## Page
━━━

I think we’ll just open up to questions.

Operator

Could we just have one question per person as usual? Thank you.

Dragan Trajkov

Hi, Dragan Trajkov from Stifel. You keep talking about free cash flow.

And given that you’re almost 80% hedged on the $60 oil price, can you give us the sense of magnitude of free cash flow for this year at let’s say $60 is our oil price?

Les Wood

So, just to give you an idea, like you say, we’ve got the hedging as well as the any production loss adjusted by the BI insurance of $60 per barrel. So the way to think of it is that $50 per barrel, free cash flow would be in the region of about $250 million.

And if we work to get to $70 a barrel, it would roughly double.

Aidan Heavey

No more questions. I’m falling asleep.

Brendan Warn

I felt Mark was going to get first, sorry, it’s Brendan Warn from BMO Capital Markets, just okay, one question. I guess, Paul, you’re taking over soon, I know you a long-time Tullow employee.

It’s good to see the company back on a firm footing. I mean, what vision do you have the company going forward it’s great to see Angus having more than say one slide at very thin budget this year into the next year.

But can you talk about the opportunity set that you see in Africa? Obviously you are hamstrung by your debt position still.

But just, what could we see from Tullow going forward, obviously in your sector you’ve had the likes of Aker BP last year, you can see that there have been some companies that have transformed. What’s your vision for Tullow Paul?

Paul McDade

Probably more of the after April when someone in the seat. But I mean, I think if you look at the presentation, I think the big thing this morning is we’ve kind of reset, restructured that’s been ongoing, it’s been part of the plan.

Les’ point about G&A taking $600 million kind of over the cost base over the last three-year period and I think we’ll probably exceed that. So, I think what we’ve done is, over the last couple of years, built the right team.

And the point I made in my presentation, you shouldn’t think well, you got less people, you’re streamlined you’re not going to meet this timelines of the aspiration. We’ve got - I think we’re in better shape than we’ve ever been from a teeny point of view.

And the efficiency of that team and the collaboration of teams, sometimes less is more. So I think we got the right team.

I think Ghana has been a tough year, I suppose in some ways disappointing twice because we did such a fantastic job of getting TEN on stream and then to have an inability to use you got over 80,000 barrels a day capacity sitting and you can’t guess because we can drill wells. But that’s fine.

━━━

(Data entries)
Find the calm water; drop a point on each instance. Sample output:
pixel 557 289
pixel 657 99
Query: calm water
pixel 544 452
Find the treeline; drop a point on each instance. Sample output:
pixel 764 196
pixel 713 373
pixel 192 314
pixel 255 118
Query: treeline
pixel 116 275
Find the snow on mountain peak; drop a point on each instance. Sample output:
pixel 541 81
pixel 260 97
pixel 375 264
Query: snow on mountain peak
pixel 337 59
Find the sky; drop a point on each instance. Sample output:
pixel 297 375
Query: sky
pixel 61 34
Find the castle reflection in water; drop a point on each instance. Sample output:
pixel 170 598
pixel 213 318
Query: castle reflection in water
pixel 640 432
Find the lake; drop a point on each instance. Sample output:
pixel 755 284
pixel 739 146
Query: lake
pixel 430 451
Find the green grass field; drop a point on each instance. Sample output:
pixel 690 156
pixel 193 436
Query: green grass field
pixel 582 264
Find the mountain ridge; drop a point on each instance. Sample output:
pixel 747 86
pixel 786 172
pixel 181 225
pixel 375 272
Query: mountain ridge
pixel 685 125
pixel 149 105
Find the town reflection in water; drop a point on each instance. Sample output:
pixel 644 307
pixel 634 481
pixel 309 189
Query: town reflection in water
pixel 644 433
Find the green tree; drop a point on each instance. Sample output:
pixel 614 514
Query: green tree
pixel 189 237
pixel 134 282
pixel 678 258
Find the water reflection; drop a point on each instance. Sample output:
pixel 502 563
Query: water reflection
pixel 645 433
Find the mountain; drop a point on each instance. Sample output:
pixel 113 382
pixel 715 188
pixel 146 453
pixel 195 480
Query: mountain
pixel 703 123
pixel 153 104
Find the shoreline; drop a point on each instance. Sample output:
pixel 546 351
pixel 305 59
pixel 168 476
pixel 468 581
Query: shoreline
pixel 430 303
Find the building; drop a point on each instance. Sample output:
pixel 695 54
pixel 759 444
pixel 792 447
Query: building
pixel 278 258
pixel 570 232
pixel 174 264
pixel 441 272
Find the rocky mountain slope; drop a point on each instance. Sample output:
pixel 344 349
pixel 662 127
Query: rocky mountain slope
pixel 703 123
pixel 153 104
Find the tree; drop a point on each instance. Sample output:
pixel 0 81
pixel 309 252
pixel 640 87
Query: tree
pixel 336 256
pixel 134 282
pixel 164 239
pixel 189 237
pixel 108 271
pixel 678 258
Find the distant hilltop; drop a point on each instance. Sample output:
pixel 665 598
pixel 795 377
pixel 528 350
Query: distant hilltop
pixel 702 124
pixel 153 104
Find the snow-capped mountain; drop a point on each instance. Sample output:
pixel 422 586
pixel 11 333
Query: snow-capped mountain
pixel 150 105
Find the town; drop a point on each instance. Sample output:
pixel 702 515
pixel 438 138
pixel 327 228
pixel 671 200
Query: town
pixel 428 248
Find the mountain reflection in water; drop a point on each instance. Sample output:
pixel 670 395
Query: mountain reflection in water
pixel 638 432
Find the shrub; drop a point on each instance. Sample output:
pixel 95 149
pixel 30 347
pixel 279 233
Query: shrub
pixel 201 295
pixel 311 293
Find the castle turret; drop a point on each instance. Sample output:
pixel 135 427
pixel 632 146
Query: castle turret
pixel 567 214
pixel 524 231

━━━

## Work to complete
Please repeat the passage from the call transcript starting with "And the point" and going on through "got the right team.". You don't need any of these data entries.

## Task output
And the point I made in my presentation, you shouldn’t think well, you got less people, you’re streamlined you’re not going to meet this timelines of the aspiration. We’ve got - I think we’re in better shape than we’ve ever been from a teeny point of view.

And the efficiency of that team and the collaboration of teams, sometimes less is more. So I think we got the right team.